*Information provided*:
= = = =

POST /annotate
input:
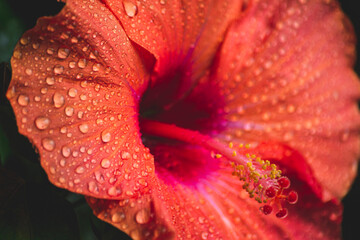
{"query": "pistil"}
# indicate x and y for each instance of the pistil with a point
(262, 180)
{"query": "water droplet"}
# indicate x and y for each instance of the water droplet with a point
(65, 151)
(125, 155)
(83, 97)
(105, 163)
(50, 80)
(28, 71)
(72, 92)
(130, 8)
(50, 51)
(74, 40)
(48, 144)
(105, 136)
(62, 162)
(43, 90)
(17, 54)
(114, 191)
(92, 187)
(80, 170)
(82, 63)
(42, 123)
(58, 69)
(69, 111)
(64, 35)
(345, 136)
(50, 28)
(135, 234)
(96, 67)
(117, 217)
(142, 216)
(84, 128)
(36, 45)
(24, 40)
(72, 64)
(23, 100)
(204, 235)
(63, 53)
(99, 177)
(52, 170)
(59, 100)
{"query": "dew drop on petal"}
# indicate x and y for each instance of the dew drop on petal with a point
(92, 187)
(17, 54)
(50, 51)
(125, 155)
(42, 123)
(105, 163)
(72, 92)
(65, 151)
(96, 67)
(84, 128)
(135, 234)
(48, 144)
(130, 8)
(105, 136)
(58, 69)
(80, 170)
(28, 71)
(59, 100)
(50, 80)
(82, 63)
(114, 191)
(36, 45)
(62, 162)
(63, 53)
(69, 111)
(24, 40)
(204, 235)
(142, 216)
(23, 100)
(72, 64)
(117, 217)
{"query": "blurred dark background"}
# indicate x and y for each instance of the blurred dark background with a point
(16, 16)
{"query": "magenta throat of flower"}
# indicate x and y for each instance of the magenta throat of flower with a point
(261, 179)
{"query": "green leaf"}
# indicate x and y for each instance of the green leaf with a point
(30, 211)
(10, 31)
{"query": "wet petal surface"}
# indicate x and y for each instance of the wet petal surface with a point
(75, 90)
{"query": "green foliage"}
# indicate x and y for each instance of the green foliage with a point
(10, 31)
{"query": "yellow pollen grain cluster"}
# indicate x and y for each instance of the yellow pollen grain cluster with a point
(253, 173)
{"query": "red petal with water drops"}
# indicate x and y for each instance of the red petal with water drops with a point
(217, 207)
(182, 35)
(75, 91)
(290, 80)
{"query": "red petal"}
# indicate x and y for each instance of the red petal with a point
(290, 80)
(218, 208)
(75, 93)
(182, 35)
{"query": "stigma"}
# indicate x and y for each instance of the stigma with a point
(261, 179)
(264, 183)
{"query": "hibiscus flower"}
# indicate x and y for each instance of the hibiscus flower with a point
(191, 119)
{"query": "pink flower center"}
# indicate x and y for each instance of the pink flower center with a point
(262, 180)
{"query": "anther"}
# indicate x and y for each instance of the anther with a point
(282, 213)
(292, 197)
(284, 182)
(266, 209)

= = = =

*Assigned task*: From start to finish, output the listing exactly, but omit its pictures.

*Task solution*:
POST /annotate
input:
{"query": "pistil"}
# indicate x and y for each instance of the pistil with a point
(262, 180)
{"query": "water droplet"}
# indicate x and y for each instance of the water droplet with a point
(65, 151)
(125, 155)
(83, 97)
(105, 163)
(50, 80)
(28, 71)
(72, 92)
(130, 8)
(50, 51)
(74, 40)
(48, 144)
(105, 136)
(62, 162)
(43, 90)
(17, 54)
(114, 191)
(92, 187)
(80, 170)
(82, 63)
(42, 123)
(58, 69)
(69, 111)
(64, 35)
(345, 136)
(50, 28)
(135, 234)
(96, 67)
(117, 217)
(142, 216)
(84, 128)
(36, 45)
(24, 40)
(72, 64)
(23, 100)
(204, 235)
(63, 53)
(99, 177)
(52, 170)
(59, 100)
{"query": "dew drop on petal"}
# indicate x and y for each instance of the dew drop on petal with a point
(92, 187)
(17, 54)
(50, 51)
(125, 155)
(42, 123)
(105, 163)
(72, 92)
(65, 151)
(96, 67)
(84, 128)
(135, 234)
(48, 144)
(130, 8)
(105, 136)
(58, 69)
(80, 170)
(28, 71)
(59, 100)
(50, 80)
(82, 63)
(114, 191)
(36, 45)
(62, 162)
(63, 53)
(69, 111)
(24, 40)
(204, 235)
(142, 216)
(23, 100)
(72, 64)
(117, 217)
{"query": "blurred dark background"}
# indicate x and y for each instance of the blurred dark background with a point
(16, 16)
{"query": "magenta throat of flower"}
# indicate x and y for each instance of the magenta throat of flower with a point
(261, 179)
{"query": "green leaf"}
# indicate x and y for each instance of the green leaf with a point
(30, 211)
(10, 31)
{"query": "wet petal surface"}
# indicate x and y for each instance of the wet petal surface with a point
(75, 90)
{"query": "green foliage"}
# indicate x and y for each instance of the green foliage with a point
(10, 31)
{"query": "yellow pollen grain cluster"}
# indicate x and y for each instance of the yellow pollen grain cluster with a point
(253, 173)
{"query": "red petal with water drops"}
# indicate x and y for each instance of the red petal with water drops with a point
(217, 207)
(182, 35)
(75, 91)
(290, 80)
{"query": "red petal"}
# indicate x and y for each instance of the red petal with a point
(290, 80)
(218, 208)
(75, 93)
(182, 35)
{"query": "stigma"}
# indicate x and y for each instance of the stigma with a point
(261, 179)
(264, 183)
{"query": "hibiscus flower"}
# indicate x and y for each instance of the hibiscus flower with a point
(191, 119)
{"query": "pink flower center"}
# indicate x and y for each instance of the pink flower center with a point
(262, 180)
{"query": "anther"}
# indicate x and y for each instance of the anther with a point
(282, 213)
(292, 197)
(284, 182)
(266, 209)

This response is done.